#### 提供資料

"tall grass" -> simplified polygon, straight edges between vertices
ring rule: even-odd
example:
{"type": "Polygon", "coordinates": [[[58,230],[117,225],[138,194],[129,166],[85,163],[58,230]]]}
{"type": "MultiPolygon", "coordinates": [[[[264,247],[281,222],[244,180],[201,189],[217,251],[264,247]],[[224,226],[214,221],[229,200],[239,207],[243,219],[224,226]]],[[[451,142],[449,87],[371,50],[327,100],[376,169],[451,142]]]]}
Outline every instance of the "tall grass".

########

* _課題の目的_: 上に示した記録を最初の行から最後の行まで、一字も変えずに書き写しなさい。

* _課題の解答_:
"tall grass" -> simplified polygon, straight edges between vertices
ring rule: even-odd
example:
{"type": "Polygon", "coordinates": [[[58,230],[117,225],[138,194],[129,166],[85,163],[58,230]]]}
{"type": "MultiPolygon", "coordinates": [[[[264,247],[281,222],[244,180],[201,189],[217,251],[264,247]],[[224,226],[214,221],[229,200],[239,207],[243,219],[224,226]]],[[[451,142],[449,87],[371,50],[327,100],[376,169],[451,142]]]]}
Outline every instance of the "tall grass".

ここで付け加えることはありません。